• _WHAT YOU HAVE TO DO_:
The entries that follow should be reproduced exactly, with no images carried over.

_ _ _

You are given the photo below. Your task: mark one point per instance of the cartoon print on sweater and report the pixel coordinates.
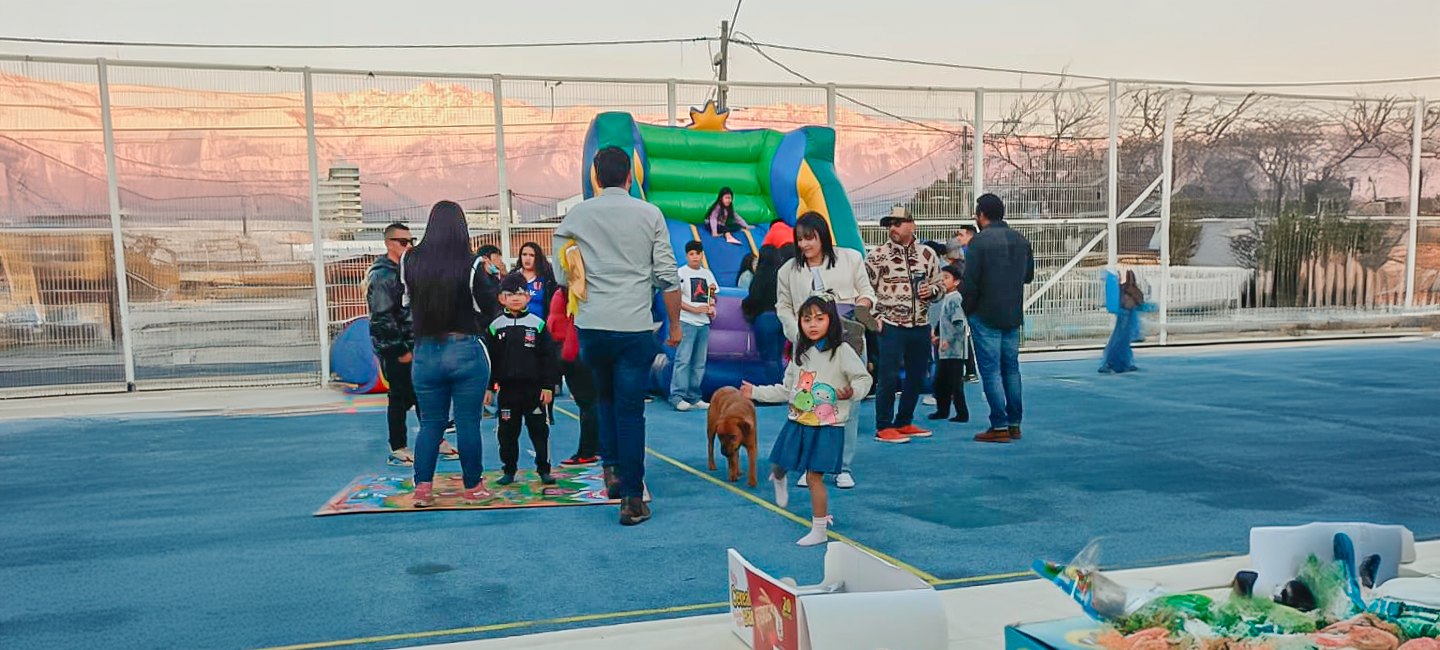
(814, 402)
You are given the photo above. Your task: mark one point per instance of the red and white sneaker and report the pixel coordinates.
(915, 431)
(892, 435)
(477, 495)
(424, 495)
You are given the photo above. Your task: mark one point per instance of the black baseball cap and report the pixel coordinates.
(511, 284)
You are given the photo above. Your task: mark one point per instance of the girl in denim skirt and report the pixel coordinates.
(822, 376)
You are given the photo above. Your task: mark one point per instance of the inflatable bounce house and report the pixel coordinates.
(353, 363)
(775, 177)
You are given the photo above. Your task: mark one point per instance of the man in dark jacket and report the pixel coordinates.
(393, 339)
(998, 265)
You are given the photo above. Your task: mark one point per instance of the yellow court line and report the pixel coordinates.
(779, 510)
(792, 516)
(501, 627)
(982, 578)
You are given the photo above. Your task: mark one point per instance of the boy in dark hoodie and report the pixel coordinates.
(393, 339)
(524, 372)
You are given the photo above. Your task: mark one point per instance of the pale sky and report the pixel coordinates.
(1172, 39)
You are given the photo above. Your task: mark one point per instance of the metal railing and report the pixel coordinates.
(206, 188)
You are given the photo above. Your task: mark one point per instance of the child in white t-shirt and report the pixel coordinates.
(697, 290)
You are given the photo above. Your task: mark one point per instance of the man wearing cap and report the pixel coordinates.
(1000, 263)
(906, 277)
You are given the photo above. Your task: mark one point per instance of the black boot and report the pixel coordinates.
(634, 510)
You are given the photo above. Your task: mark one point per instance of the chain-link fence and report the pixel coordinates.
(1243, 214)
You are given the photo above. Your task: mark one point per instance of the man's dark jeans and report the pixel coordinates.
(621, 363)
(906, 348)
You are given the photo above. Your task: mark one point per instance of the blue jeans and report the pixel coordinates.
(907, 348)
(997, 353)
(450, 371)
(1118, 355)
(690, 363)
(621, 363)
(769, 343)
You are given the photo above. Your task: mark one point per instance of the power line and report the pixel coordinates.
(562, 43)
(756, 48)
(1017, 71)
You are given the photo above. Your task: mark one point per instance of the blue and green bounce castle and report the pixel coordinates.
(775, 177)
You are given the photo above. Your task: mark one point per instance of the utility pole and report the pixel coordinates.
(725, 64)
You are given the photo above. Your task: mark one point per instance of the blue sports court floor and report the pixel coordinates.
(166, 532)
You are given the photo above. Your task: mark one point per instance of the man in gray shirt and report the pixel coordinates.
(627, 254)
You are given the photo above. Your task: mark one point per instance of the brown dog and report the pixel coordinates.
(732, 418)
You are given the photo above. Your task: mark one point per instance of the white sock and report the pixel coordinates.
(817, 535)
(782, 492)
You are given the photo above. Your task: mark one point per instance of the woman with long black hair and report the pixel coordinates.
(820, 267)
(450, 304)
(539, 278)
(759, 310)
(723, 218)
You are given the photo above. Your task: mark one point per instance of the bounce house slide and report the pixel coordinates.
(775, 177)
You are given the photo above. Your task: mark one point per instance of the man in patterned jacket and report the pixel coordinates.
(906, 277)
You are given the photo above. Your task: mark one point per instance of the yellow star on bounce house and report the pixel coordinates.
(712, 118)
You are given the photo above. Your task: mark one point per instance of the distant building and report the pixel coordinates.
(340, 195)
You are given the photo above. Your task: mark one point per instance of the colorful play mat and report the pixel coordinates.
(392, 492)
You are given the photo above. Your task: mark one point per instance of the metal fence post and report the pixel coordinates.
(670, 101)
(1165, 214)
(503, 175)
(115, 231)
(1113, 179)
(830, 105)
(317, 234)
(1414, 203)
(978, 173)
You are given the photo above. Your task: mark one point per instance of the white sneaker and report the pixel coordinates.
(817, 535)
(401, 457)
(782, 495)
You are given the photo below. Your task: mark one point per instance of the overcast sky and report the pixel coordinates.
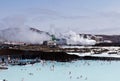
(83, 16)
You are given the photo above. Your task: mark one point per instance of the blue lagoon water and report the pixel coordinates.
(81, 70)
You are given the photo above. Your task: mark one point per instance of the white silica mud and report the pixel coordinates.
(81, 70)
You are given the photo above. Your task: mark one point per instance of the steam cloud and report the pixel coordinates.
(24, 35)
(74, 38)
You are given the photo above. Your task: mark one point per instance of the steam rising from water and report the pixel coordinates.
(74, 38)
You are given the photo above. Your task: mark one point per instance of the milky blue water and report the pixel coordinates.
(80, 70)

_ _ _

• _REPLY_:
You are given the photo below. Your task: mark one point per instance of the cartoon print on sweater and report the pixel coordinates.
(814, 402)
You are given the photo above. Your task: mark one point per instance of the red and white sneaker and report the pixel coordinates.
(915, 431)
(892, 435)
(477, 495)
(424, 495)
You are given the photo above. Your task: mark one point per instance of the black baseball cap and report the pixel coordinates.
(511, 284)
You are given the photo above. Your task: mark one point per instance of the girl in denim skirt and report the pixel coordinates.
(822, 376)
You are given the photo above. Your task: mark one point per instance of the inflatable bounce house and report the pixel coordinates.
(353, 363)
(775, 177)
You are given the photo above. Your task: mark one point per instance of the man in dark jacket and report the pixel coordinates.
(393, 339)
(998, 265)
You are given the photo above. Your task: mark one point per instance of the yellow court line and report the pixel coordinates.
(779, 510)
(792, 516)
(501, 627)
(982, 578)
You are given the photo above. Your task: mark one point per instance of the boy in dark hoodie and report the pixel coordinates.
(393, 339)
(524, 372)
You are given the photo above. Your task: mark one point per instance of the pale sky and report the pixel coordinates.
(1172, 39)
You are given the photo above. Your task: mark one point per instance of the metal railing and report the pixel coordinates.
(206, 188)
You are given the photo above. Your task: mark one point per instance of the child in white t-shirt and report the pixel coordinates.
(697, 290)
You are given the photo above. Your task: mark one point per instance of the man wearing cap and report the pixel coordinates.
(1000, 263)
(906, 277)
You are given the photo above. Your task: mark one point per instance of the black boot and report the pixel coordinates.
(634, 510)
You are given the photo above. Your task: mark one point per instance of the chain-link fence and report the pixel coordinates.
(1243, 214)
You are given the photo above. Your task: mark one point per instance of the man's dark jeans and report the pixel coordinates.
(621, 363)
(906, 348)
You are given the photo above. Your task: mark one point per instance of the blue jeans and report the pixel coordinates.
(907, 348)
(997, 353)
(450, 371)
(1118, 355)
(690, 363)
(621, 363)
(769, 343)
You are given the photo above. Your task: mark one point per instance of the power line and report the pixel coordinates.
(562, 43)
(756, 48)
(1017, 71)
You are given the photo above. Your task: mark one point per instance of the blue and green bounce castle and report the pixel coordinates.
(775, 177)
You are given the photo above. Your task: mark one point per instance of the utility pole and report the pixel coordinates.
(725, 64)
You are given the photo above. Your task: mark one point per instance of the blue sports court floor and report the pixel coordinates.
(166, 532)
You are given the photo above. Your task: mark one point per instance of the man in gray shirt and report the pixel coordinates.
(627, 254)
You are given the photo above. Your task: mark one point per instance of the brown dog and report the pixel coordinates.
(732, 418)
You are given the photo above. Your task: mark one point per instance of the white sock and report the pixel coordinates.
(817, 535)
(782, 492)
You are given the photo above. Your task: mark one point per instance of the woman with long black hair and report the pixel coordinates.
(820, 267)
(450, 304)
(539, 278)
(759, 310)
(723, 218)
You are given the photo above. Your task: mark one point per instance of the bounce house slide and report the pixel coordinates.
(775, 177)
You are given the photo above. Your task: mark one point per instance of the man in patterned jacket and report the pixel coordinates.
(906, 277)
You are given the photo above. Your task: mark one point per instance of the yellow star on bounce house and report the pixel coordinates.
(712, 118)
You are given the photo above. Your task: mark one point per instance of the distant building and report the pixel coordinates.
(340, 195)
You are given the photo above. Your task: mark one point per instance of the colorful play mat and report the pixel coordinates.
(392, 492)
You are given the photo above. Your task: mark one point per instance of the metal fence post and report the pixel coordinates.
(670, 101)
(1165, 214)
(503, 175)
(115, 231)
(1113, 179)
(830, 105)
(317, 234)
(1414, 203)
(978, 173)
You are given the photo above. Your task: mark one point per instance of the white sneaker and report the pixel coordinates.
(817, 535)
(401, 457)
(782, 495)
You are given the photo below. Your task: mark one point per instance of the overcast sky and report the pixel coordinates.
(83, 16)
You are given the photo above. Your task: mark one point per instance of the blue lagoon water and report the pixel coordinates.
(81, 70)
You are given the photo above. Your task: mark one point per instance of the white silica mud and report the pixel coordinates.
(81, 70)
You are given the photo above. Your task: mark one point per instance of the steam cloud and report the pixel coordinates.
(24, 35)
(74, 38)
You are given the photo above. Your task: mark one point per instance of the steam rising from water and report the pixel coordinates.
(74, 38)
You are given the photo above. Your task: mark one point per instance of the milky blue water and report the pixel coordinates.
(80, 70)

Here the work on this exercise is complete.